EXCERPT:

____

The opinion of the court was delivered by: MURPHY
This case is here on remand,
a majority of the Court of Appeals having ruled that opportunity must be afforded relator to prove the allegations in his petition for habeas corpus, insofar as they relate to the alleged atmosphere of hysteria and prejudice prevailing at his trial, including any issues raised by Judge Boyer's asserted visits to the court room.
After a hearing was scheduled
to dismiss contending that the court lacked jurisdiction and judicial power to conduct the inquiry or to grant the writ. The motion is without merit. Similar questions were disposed of contrary to respondent's position in an opinion by Judge Goodrich speaking for the full court in United States ex rel. Elliott v. Hendricks, June 2, 1954,
213 F.2d 922. See Id., at page 929. 'We cannot have any doubt, even were the question a new one, that the federal power is ample, under the Constitution, to authorize the use of habeas corpus procedure to test the question whether one confined under state process is, in that confinement, deprived of his rights under the Constitution of the United States. Nor have we doubt that the power may be assigned to all the federal judiciary or part of it. If the authority of federal courts is to be more limited than that provided by the present statute, that limitation must be made by the Congress.' And see Mr. Justice Reed in Brown v. Allen, supra, 344 U.S. at pages 460, 464, 478, 486, 73 S. Ct. at pages 408, 409, 411, 418, 422, and Mr. Justice, Frankfurter, Id., 344 U.S. 443, at page 508, 73 S. Ct. 437, at page 447, 'Congress has the power to distribute among the courts of the States and of the United States jurisdiction to determine federal claims. It has seen fit to give this Court power to review errors of federal law in State determinations, and in addition to give to the lower federal courts power to inquire into federal claims, by way of habeas corpus'. Id., 344 U.S. 510, 73 S. Ct. 448, 'Insofar as this jurisdiction enables federal district courts to entertain claims that State Supreme Courts have denied rights guaranteed by the United States Constitution, it is not a case of a lower court sitting in judgment on a higher court. It is merely one aspect of respecting the Supremacy Clause of the Constitution whereby federal law is higher than State law. It is for the Congress to designate the member in the hierarchy of the federal judiciary to express the higher law. The fact that Congress has authorized district courts to be the organ of the higher law rather than a Court of Appeals, or exclusively this Court, does not mean that it allows a lower court to overrule a higher court. It merely expresses the choice of Congress how the superior authority of federal law should be asserted.'
See Mr. Justice Black, 344 U.S. at page 549, 73 S. Ct. at page 431, 'I agree with the Court that the District Court had habeas corpus jurisdiction * * * including power to release * * * if (the prisoner is) held as a * * * violation of constitutional rights. This I understand to be a reaffirmance of the principle embodied in Moore v. Dempsey, 261 U.S. 86, 43 S. Ct. 265, 67 L. Ed. 543.'
Has the applicant met the burden of showing that he has exhausted the remedies available in the state courts within the meaning of 28 U.S.C.A. § 2254; Darr v. Burford, 339 U.S. 200, at page 218, 70 S. Ct. 587, 94 L. Ed. 761; Brown v. Allen, 344 U.S. at pages 448-450, 486, 487, 73 S. Ct. at pages 402-404, 422, supra? Respondent argues that the Pennsylvania Supreme Court did not directly meet and dispose of the question of hysteria and prejudice. See Commonwealth ex rel. Darcy v. Claudy, April 10, 1951, 367 Pa. 130, 79 A.2d 785.

____

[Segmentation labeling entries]
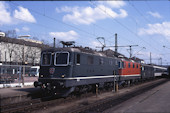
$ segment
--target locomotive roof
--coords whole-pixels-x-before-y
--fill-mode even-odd
[[[108,54],[107,52],[101,52],[92,50],[88,47],[65,47],[65,48],[50,48],[43,50],[42,52],[56,52],[56,51],[69,51],[69,52],[78,52],[78,53],[87,53],[87,54],[93,54],[97,56],[108,56],[108,57],[115,57],[113,54]]]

____

THE TASKS:
**1)** Duplicate the part of the court opinion starting with "The opinion of" and going on through "the court room.".
**2)** In the court opinion, what case did Judge Goodrich decide while speaking for the full court?

ANSWERS IN ORDER:
**1)**
The opinion of the court was delivered by: MURPHY
This case is here on remand,
a majority of the Court of Appeals having ruled that opportunity must be afforded relator to prove the allegations in his petition for habeas corpus, insofar as they relate to the alleged atmosphere of hysteria and prejudice prevailing at his trial, including any issues raised by Judge Boyer's asserted visits to the court room.

**2)** United States ex rel. Elliott v. Hendricks, June 2, 1954, 213 F.2d 922.